◆ Faça isto ◆
No texto sobre ordenação e tradição humana, qual passagem bíblica menciona um corpo de presbíteros impondo as mãos sobre Timóteo?

══ Texto

Ordenação e tradição humana
>> sexta-feira, 30 de novembro de 2012
"Por
essa razão, torno a lembrar-lhe que mantenha viva a chama do dom de Deus
que está em você mediante a imposição das minhas mãos." (2 Timóteo 1.6)
Timóteo
recebeu “o dom de Deus” quando Paulo impôs suas mãos sobre ele. Isso
refere-se ao mesmo incidente mencionado em 1 Timóteo 4.14, onde é dito
que um corpo de presbíteros impôs as mãos sobre Timóteo (em cujo caso
Paulo teria sido um dos presbíteros), ou a um evento separado no qual
apenas Paulo impôs as mãos sobre ele. Não existe nenhuma evidência
bíblica para sugerir que a imposição de mãos, mesmo quando dons
espirituais são conferidos, está reservada para a ordenação formal
praticada hoje. Todavia, certo teólogo iguala o que Paulo descreve aqui
com a ordenação formal de nossas denominações. Então, ele observa que a
ordenação não é um reconhecimento de dons já presentes, mas uma
concessão de dons não possuídos anteriormente. E, adiciona, esse dom é a
autoridade para pregar.
Todos os três pontos são errados ou enganosos.
Primeiro,
há evidência bíblica insuficiente para estabelecer a teoria de
ordenação afirmada pelas denominações hoje. De fato, há evidência
bíblica insuficiente para estabelecer as próprias denominações formais.

════
══ Conteúdo dos dados

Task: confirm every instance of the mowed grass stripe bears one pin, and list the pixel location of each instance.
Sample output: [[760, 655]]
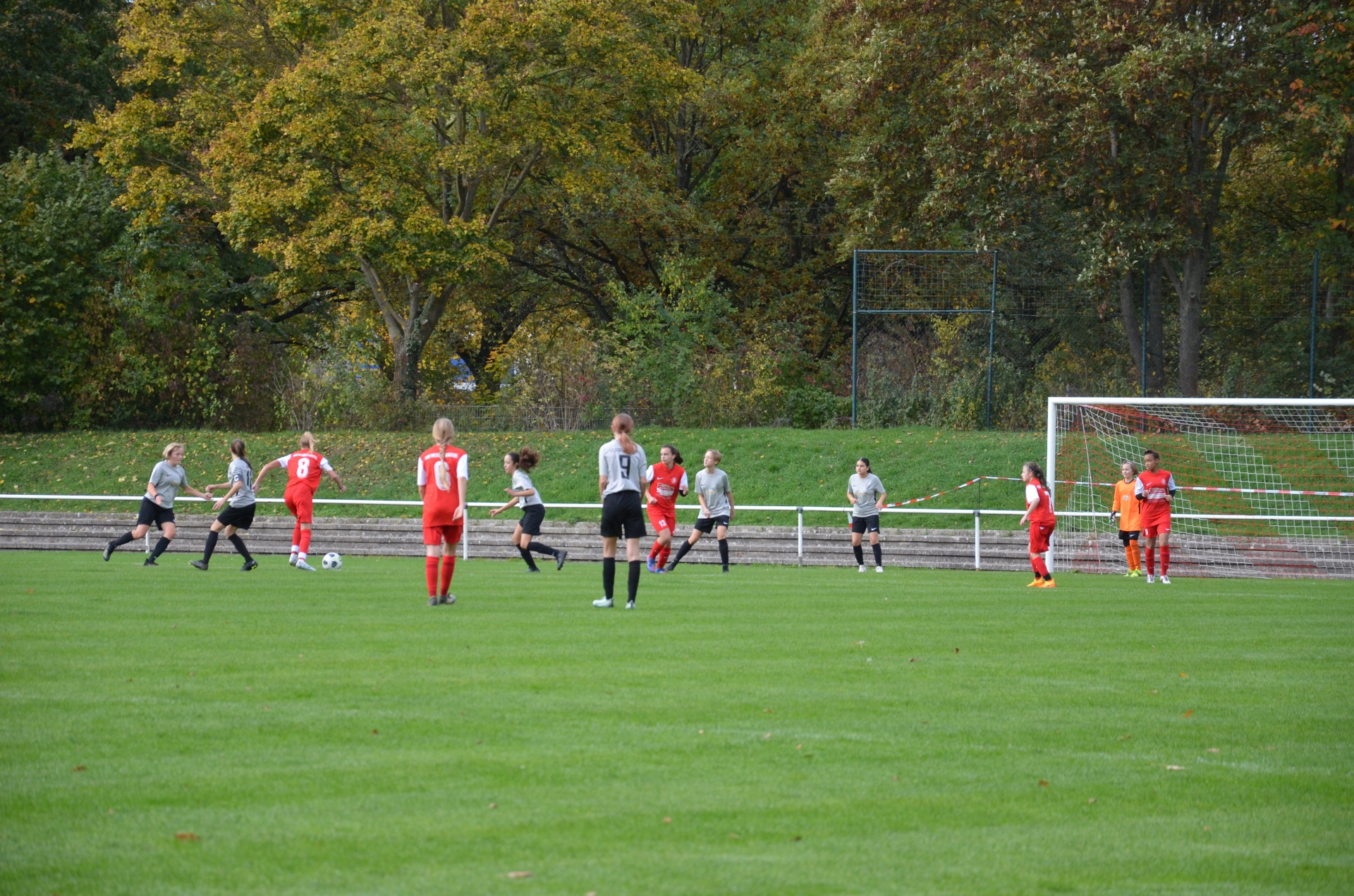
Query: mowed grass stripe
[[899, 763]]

════
══ Conteúdo dos dados

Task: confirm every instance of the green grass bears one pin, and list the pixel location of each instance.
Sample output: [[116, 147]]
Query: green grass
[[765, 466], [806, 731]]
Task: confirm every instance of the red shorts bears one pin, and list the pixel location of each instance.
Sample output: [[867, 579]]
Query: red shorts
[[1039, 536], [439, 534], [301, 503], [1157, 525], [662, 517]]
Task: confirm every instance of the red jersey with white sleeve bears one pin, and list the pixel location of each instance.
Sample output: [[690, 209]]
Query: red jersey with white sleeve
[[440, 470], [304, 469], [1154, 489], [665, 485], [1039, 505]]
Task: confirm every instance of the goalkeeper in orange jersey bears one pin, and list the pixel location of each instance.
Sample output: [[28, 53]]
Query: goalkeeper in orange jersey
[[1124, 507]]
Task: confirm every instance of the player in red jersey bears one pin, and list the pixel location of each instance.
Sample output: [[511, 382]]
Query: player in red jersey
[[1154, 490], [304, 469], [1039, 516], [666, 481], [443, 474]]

════

◆ Resultado do exercício ◆
A passagem é 1 Timóteo 4.14.